= Exercise brief =
The expected output is every entry, repeated exactly.

━━━━━ Source data ━━━━━

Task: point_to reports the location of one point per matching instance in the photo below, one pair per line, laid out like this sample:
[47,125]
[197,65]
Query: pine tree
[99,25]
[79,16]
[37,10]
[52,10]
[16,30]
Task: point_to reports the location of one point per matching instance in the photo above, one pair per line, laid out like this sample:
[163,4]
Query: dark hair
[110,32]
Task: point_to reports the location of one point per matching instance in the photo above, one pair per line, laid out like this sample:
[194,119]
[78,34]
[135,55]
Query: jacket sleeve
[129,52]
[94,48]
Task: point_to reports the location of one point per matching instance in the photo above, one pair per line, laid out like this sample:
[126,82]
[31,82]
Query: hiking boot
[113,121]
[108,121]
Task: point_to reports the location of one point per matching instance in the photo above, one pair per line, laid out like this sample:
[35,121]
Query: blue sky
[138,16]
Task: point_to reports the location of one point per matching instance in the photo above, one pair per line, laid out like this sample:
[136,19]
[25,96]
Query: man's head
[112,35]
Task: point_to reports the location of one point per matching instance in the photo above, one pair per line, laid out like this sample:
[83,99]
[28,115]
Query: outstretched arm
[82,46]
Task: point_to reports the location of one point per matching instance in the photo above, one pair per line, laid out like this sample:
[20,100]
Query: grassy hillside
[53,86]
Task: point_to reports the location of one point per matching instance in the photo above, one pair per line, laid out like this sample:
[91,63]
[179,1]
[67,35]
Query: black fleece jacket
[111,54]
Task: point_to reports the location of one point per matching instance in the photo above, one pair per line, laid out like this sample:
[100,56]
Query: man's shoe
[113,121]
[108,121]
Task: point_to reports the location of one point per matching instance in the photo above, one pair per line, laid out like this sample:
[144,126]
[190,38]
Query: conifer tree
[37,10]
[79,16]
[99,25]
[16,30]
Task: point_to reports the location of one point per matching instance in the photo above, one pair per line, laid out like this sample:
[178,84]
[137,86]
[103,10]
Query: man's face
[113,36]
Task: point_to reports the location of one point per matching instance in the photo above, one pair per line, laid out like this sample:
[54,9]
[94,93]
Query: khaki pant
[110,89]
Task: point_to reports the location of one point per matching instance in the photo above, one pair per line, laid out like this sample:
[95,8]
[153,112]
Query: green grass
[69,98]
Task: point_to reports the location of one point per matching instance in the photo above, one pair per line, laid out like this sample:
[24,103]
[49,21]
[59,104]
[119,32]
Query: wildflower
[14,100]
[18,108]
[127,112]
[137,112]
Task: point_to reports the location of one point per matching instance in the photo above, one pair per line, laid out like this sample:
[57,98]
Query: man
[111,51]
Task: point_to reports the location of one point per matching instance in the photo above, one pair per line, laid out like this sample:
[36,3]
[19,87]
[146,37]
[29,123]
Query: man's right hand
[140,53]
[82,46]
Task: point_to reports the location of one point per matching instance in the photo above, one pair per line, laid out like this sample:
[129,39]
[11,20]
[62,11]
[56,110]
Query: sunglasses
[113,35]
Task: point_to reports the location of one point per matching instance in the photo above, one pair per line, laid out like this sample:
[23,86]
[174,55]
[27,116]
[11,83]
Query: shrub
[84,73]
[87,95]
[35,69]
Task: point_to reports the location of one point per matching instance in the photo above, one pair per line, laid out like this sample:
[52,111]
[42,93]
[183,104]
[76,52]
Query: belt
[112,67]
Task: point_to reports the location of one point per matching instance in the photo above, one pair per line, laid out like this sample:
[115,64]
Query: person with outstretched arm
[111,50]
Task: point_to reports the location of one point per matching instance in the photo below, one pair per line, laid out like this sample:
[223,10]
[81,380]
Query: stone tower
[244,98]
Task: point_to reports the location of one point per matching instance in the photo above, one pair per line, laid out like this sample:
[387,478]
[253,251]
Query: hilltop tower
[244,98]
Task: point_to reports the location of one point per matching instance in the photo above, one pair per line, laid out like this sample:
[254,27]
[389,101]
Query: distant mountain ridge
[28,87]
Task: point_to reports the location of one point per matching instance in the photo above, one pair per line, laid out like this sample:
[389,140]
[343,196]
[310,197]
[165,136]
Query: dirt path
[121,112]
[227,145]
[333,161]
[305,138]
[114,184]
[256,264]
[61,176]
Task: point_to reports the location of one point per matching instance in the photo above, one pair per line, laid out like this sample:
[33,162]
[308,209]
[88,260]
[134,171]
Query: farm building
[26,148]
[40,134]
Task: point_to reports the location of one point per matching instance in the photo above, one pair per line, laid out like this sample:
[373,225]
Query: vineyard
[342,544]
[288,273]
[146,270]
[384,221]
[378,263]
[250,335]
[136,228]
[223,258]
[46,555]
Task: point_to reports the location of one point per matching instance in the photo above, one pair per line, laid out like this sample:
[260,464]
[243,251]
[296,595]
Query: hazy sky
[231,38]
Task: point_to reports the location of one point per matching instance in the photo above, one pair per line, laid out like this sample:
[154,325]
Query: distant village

━━━━━

= Final answer =
Task: point_to reports the location of one point per matching instance in the photo below, one pair per line, laid out like this sample:
[47,125]
[197,65]
Query: pine tree
[99,25]
[79,16]
[37,10]
[52,10]
[16,30]
Task: point_to reports the location of one point per matching instance in the photo above, one pair per line, laid out like this sample:
[163,4]
Query: dark hair
[110,32]
Task: point_to reports the location of one point per matching instance in the photo above, one pair per line, laid out like this sample:
[194,119]
[78,34]
[135,55]
Query: jacket sleeve
[129,52]
[94,48]
Task: point_to reports the location of one point per matching instance in the photo above, one pair per line, laid out like this sample:
[126,82]
[31,82]
Query: hiking boot
[113,121]
[108,121]
Task: point_to reports the location of one point per matching instance in the photo above, one pair per line, laid out like this sample:
[35,121]
Query: blue sky
[138,16]
Task: point_to reports the location of one point per matching instance in the photo above, one pair per line, laid out like this sample:
[136,19]
[25,96]
Query: man's head
[112,35]
Task: point_to reports the location of one point per matching instance in the photo above, one pair per line, laid out like this sample:
[83,99]
[28,115]
Query: outstretched arm
[82,46]
Task: point_to reports the location of one point per matching instance in the photo above, one pair per line, laid out like this sample:
[20,100]
Query: grassy hillside
[53,86]
Task: point_to reports the location of one point per matching instance in the photo above, one pair per line, laid out like this sample:
[91,63]
[179,1]
[67,35]
Query: black fleece jacket
[111,54]
Task: point_to reports the location of one point per matching instance in the photo above, one pair per line, laid out like this sample:
[100,56]
Query: man's shoe
[113,121]
[108,121]
Task: point_to reports the location of one point per matching instance in the photo above, one pair per line, laid out like this sample:
[144,126]
[190,38]
Query: conifer tree
[37,10]
[79,16]
[99,25]
[16,30]
Task: point_to reports the location of one point per matching instance in the photo above, one pair per line, laid out like this sample:
[178,84]
[137,86]
[103,10]
Query: man's face
[113,36]
Task: point_to reports the location of one point per matching instance in the photo above, one pair per line, laid out like this sample:
[54,9]
[94,93]
Query: khaki pant
[110,89]
Task: point_to reports the location of one point per matching instance in the photo above, one pair per line, laid out like this sample:
[95,8]
[153,112]
Query: green grass
[69,98]
Task: point_to reports the location of one point per matching instance in the photo above, one pair per line, laid out like this sample:
[24,103]
[49,21]
[59,104]
[119,32]
Query: wildflower
[14,100]
[18,108]
[127,112]
[137,112]
Task: point_to reports the location of one point per matching instance in the photo above, one pair per line, laid out like this sample:
[57,98]
Query: man
[111,51]
Task: point_to reports the location of one point per matching instance in the photo above, one pair per line, laid out like this sample:
[36,3]
[19,87]
[146,37]
[29,123]
Query: man's right hand
[140,53]
[82,46]
Task: point_to reports the location of one point per matching instance in the photo above, one pair per line, laid out like this sample:
[129,39]
[11,20]
[62,11]
[56,110]
Query: sunglasses
[113,35]
Task: point_to reports the location of one point per matching instance in the photo above, one pair per line, laid out like this sample:
[23,86]
[174,55]
[27,116]
[11,83]
Query: shrub
[84,73]
[87,95]
[35,69]
Task: point_to reports the location of one point per matching instance in the photo above, one pair per line, laid out like this sample:
[52,111]
[42,93]
[183,104]
[76,52]
Query: belt
[112,67]
Task: point_to reports the location of one point per matching instance in the photo above, one pair per line, laid out like this sample:
[115,64]
Query: person with outstretched arm
[111,50]
Task: point_to reports the location of one point per matching instance in the photo below, one pair per line, laid out like this sample:
[223,10]
[81,380]
Query: stone tower
[244,98]
Task: point_to reports the location of one point per matching instance in the photo above, one pair per line, laid out like this sample:
[387,478]
[253,251]
Query: hilltop tower
[244,98]
Task: point_to reports the location of one point per matching instance in the photo above, one pair per line, laid out like this sample:
[254,27]
[389,101]
Query: distant mountain ridge
[28,87]
Task: point_to reports the location of one point per matching instance in the photo above, one pair per line, laid out like this sample:
[389,140]
[343,196]
[310,197]
[165,136]
Query: dirt path
[121,112]
[227,145]
[333,161]
[305,138]
[114,184]
[256,264]
[61,176]
Task: point_to reports the location of one point per matching instance in the photo above, one pair per line, laid out like this sample:
[33,162]
[308,209]
[88,260]
[134,171]
Query: farm building
[26,148]
[40,134]
Task: point_to reports the location of one point per matching instance in the photo above, one pair per line, laid out like this sample:
[373,225]
Query: vineyard
[342,544]
[288,273]
[146,270]
[384,221]
[378,263]
[250,335]
[136,228]
[223,258]
[46,555]
Task: point_to reports the location of one point per matching instance in the photo above, one pair per line, laid out like this sample:
[260,464]
[243,251]
[296,595]
Query: hazy sky
[231,38]
Task: point_to reports the location of one point per matching instance in the photo above, one pair per line, laid out like this sample:
[154,325]
Query: distant village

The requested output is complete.